- _Quoted passage_
Eye injuries can occur at any time and our office is equipped to handle most eye injuries. We use specialized equipment including microscopes to examine and treat the eye in an appropriate way. Whether it is a laceration, a foreign body, blunt force trauma, or a burn we have the tools to carefully examine and treat the injury.
Superficial or Embedded Foreign Bodies
A common injury is when a small piece of metal gets into the eye. These particles are often very small but when get into the cornea (the most sensitive part of the eye) it can be extremely painful. This injury happens when drilling or grinding metal, usually iron or steel. If it is iron it will immediately begin to rust due to the salty consistency of our tears. When the metal is removed, there is a remaining rust deposit that must be removed with a special tool. With proper medical treatment these injuries will resolve well. We encourage all our patients that work with metal to use a face shield as well as safety glasses while working. We can help you find safety glasses if you don’t have any, we can even include your prescription into the lenses if needed.
Contusions, otherwise referred to as a “black eye,” can result in more than just the obvious bruises on the face. Often the retina, the light sensing layer inside the eye, can also experience trauma. When the retina is involved it can bleed or even come loose, we call this a retinal detachment. Retinal detachments can cause blindness if not properly treated in a short amount of time. If an eye has undergone any amount of trauma it’s important to have a dilated eye exam to rule out damage to the tissue and/or retinal detachment.

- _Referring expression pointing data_
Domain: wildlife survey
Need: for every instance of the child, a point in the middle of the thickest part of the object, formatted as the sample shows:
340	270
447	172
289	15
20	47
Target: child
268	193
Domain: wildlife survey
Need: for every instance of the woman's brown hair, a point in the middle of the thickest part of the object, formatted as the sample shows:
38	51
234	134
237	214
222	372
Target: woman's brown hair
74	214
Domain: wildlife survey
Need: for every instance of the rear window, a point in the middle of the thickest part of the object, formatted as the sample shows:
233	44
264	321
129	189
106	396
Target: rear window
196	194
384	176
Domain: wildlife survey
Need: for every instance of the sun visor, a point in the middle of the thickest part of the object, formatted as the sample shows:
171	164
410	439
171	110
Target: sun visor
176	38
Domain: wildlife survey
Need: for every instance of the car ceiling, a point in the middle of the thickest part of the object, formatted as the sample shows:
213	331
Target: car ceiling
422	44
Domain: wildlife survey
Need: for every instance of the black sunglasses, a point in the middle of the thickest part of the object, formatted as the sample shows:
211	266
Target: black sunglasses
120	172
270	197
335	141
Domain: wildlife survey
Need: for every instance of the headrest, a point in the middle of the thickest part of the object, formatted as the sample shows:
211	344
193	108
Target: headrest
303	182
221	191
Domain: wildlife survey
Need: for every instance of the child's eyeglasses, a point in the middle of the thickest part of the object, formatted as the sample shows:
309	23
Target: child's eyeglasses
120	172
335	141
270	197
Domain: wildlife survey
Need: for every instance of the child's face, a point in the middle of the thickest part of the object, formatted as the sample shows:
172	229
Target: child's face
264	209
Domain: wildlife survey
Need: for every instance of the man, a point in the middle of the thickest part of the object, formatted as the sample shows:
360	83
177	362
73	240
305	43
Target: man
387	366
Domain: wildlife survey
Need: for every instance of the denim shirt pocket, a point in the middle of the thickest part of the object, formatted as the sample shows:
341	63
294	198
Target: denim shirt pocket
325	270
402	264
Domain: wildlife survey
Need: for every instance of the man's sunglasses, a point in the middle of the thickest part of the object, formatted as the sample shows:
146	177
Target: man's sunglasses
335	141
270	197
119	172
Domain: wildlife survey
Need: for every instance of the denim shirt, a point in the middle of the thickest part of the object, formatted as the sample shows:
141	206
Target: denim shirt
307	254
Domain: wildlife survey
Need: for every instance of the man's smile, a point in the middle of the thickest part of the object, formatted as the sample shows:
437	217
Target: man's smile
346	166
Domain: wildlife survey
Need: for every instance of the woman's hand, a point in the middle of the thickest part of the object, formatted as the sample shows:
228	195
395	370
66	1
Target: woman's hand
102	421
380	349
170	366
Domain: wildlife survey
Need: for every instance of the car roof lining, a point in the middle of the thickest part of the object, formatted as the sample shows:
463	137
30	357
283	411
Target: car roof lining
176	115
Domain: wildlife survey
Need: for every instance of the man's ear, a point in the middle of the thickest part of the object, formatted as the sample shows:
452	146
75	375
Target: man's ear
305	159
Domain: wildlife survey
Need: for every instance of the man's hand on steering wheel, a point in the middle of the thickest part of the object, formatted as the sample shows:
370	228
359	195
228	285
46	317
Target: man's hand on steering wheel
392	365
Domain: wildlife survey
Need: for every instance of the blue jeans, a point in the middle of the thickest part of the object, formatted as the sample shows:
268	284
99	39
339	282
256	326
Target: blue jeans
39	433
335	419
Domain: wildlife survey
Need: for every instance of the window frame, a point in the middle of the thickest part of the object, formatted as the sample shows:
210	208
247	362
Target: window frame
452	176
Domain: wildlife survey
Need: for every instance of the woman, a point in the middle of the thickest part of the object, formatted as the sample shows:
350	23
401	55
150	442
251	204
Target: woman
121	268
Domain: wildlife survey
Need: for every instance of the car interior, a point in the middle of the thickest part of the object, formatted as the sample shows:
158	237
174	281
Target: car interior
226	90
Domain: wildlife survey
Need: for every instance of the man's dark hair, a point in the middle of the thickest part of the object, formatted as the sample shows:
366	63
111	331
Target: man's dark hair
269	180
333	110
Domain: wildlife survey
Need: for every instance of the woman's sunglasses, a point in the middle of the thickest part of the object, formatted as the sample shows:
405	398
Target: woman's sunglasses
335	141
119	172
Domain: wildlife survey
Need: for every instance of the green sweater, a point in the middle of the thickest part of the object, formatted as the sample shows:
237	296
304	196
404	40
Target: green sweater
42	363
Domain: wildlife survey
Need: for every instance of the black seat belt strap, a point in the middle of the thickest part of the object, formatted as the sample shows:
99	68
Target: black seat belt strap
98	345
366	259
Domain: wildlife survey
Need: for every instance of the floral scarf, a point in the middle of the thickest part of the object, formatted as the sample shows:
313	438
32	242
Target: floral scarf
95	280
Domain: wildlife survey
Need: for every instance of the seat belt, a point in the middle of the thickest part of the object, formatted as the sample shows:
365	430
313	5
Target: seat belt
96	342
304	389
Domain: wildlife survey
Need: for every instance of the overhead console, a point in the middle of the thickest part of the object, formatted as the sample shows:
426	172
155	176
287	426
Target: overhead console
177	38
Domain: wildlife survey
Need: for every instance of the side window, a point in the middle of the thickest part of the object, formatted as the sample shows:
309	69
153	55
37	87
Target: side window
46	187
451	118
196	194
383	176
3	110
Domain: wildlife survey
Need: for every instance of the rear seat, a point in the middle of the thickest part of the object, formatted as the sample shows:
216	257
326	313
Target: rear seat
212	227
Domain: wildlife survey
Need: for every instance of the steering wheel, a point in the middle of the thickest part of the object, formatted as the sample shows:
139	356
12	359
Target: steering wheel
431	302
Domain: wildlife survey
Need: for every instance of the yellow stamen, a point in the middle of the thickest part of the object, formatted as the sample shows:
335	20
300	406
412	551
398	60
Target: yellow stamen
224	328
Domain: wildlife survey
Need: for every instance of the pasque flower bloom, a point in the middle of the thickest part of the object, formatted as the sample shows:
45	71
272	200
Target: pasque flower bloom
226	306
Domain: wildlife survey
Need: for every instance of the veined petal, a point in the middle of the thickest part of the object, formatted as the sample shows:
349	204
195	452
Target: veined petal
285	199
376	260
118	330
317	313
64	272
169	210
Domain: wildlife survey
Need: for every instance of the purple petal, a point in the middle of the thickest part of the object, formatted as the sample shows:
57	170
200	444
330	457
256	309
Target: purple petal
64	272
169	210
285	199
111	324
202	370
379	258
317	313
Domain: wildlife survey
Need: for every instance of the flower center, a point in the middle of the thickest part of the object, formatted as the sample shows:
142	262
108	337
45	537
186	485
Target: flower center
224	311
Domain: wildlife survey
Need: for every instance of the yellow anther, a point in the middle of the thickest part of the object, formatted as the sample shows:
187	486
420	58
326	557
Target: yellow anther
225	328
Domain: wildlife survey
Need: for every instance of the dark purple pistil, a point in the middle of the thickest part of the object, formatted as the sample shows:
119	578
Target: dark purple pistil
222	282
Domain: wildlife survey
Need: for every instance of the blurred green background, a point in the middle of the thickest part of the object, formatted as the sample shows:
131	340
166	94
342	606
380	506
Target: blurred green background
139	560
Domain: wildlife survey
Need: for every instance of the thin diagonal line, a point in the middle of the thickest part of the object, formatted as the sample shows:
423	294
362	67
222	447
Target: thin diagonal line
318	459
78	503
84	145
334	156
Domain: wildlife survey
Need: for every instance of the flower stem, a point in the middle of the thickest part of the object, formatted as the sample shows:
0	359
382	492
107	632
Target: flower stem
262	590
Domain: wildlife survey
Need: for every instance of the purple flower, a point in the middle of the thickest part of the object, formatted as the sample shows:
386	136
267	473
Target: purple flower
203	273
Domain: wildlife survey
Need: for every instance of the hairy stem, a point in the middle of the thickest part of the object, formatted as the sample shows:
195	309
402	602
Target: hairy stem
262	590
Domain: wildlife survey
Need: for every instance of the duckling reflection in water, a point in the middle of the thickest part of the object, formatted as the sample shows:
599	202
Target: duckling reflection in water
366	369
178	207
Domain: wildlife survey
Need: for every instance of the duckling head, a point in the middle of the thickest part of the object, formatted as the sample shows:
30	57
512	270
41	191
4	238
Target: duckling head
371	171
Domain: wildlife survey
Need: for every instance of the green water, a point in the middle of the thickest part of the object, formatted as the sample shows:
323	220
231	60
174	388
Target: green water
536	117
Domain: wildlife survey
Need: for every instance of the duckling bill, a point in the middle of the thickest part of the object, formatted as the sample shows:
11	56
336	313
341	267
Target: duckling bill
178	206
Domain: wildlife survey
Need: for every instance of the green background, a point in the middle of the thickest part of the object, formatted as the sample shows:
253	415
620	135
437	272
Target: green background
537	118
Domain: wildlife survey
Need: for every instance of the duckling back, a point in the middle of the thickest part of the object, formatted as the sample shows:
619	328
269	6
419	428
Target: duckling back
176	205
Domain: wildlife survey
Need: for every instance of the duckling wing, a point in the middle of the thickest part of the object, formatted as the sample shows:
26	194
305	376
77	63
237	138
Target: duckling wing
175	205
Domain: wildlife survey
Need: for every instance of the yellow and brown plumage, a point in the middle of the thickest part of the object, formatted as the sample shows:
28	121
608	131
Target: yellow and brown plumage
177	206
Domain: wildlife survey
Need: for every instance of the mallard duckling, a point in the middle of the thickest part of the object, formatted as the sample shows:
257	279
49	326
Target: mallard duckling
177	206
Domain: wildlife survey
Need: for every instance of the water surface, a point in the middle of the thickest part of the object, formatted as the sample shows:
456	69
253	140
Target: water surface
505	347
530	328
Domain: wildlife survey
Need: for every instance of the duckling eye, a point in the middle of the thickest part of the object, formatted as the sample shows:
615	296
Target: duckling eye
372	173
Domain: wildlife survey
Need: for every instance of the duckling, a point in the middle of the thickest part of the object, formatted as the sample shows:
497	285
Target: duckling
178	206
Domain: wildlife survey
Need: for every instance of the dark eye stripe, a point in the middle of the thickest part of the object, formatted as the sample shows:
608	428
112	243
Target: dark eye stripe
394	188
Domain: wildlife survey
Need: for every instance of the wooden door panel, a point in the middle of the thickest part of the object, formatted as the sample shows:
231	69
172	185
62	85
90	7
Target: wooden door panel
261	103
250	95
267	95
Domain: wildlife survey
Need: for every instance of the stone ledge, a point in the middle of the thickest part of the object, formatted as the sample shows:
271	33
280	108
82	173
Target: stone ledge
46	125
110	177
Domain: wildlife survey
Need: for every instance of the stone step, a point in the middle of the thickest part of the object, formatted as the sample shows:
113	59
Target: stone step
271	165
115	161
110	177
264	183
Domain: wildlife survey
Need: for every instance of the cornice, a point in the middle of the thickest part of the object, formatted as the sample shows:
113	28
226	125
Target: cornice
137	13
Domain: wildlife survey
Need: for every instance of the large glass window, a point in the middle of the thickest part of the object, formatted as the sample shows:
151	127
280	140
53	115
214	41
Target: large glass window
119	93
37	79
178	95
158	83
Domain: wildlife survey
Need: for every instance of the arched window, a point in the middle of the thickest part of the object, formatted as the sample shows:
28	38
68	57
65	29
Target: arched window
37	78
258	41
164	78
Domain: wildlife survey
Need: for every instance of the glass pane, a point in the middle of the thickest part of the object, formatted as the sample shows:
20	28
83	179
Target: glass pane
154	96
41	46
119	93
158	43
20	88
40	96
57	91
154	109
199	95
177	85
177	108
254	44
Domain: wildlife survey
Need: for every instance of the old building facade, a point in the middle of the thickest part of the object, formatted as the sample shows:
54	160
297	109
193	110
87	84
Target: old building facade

- _What to do_
**A)** Quote the stretch of the eye injury text from "Eye injuries can" through "treat the injury.".
**B)** Extend the eye injury text from the point where it stops.
The data bear no relation to the eye injury text.

- _Results in order_
**A)**
Eye injuries can occur at any time and our office is equipped to handle most eye injuries. We use specialized equipment including microscopes to examine and treat the eye in an appropriate way. Whether it is a laceration, a foreign body, blunt force trauma, or a burn we have the tools to carefully examine and treat the injury.

**B)**
Retinal detachment can happen for many reasons including trauma described above, however, they can also happen for no apparent reason. If you were experiencing a retinal detachment you would not feel pain because the retina is 100% devoted to sensing light, it has no pain sensing cells at all. The symptoms you may have would be flashes of light in your vision, a shower of new floaters, or perhaps an area of your eye that you cannot see out of. If these symptoms occur they need immediate evaluation. If this were to happen to you call us and let the person answering the phone know, they are trained to get you an immediate appointment for evaluation. If a retinal detachment is discovered surgical intervention is the only treatment.
A subconjunctival hemorrhage happens when small vessels in the white of the eye break. This process is similar to a bruise on your skin, although it looks more scary on the eye. There are many things that can cause this to occur and we will work with you to discover the underlying cause. Most of the time the eye will heal after a few days but, as it heals it can change color, much like a bruise does as it fades.